*Task requirements:*
The answer is every line of the records that holds the word "pavement", copied in full.

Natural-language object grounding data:
§
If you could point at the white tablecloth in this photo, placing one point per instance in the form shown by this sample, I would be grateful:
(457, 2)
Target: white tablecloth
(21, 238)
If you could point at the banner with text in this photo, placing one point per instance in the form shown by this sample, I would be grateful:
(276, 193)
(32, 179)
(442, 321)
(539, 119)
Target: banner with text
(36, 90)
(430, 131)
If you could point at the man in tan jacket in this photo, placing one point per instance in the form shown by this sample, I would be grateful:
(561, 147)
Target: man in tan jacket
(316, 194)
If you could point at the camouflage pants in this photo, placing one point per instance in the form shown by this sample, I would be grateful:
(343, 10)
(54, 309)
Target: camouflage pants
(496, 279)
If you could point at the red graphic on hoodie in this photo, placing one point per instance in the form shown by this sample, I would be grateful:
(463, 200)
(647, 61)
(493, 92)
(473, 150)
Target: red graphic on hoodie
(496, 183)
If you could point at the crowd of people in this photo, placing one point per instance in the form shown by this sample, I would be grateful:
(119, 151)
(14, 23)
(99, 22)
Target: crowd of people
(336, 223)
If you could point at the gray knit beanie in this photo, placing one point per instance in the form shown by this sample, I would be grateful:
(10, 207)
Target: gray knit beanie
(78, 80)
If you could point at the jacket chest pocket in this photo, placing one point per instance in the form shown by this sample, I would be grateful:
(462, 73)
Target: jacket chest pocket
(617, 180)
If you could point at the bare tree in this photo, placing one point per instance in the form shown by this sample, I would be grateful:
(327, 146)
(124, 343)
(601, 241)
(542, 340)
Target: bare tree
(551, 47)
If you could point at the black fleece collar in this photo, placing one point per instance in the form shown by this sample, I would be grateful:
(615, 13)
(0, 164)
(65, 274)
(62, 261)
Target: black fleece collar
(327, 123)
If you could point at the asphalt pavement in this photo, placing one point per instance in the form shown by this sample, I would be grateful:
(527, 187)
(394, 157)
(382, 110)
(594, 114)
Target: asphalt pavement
§
*Solution to this exercise:*
If you could point at the asphalt pavement in this photo, placing one point per instance in the form shown by this sample, I would be grateful:
Target: asphalt pavement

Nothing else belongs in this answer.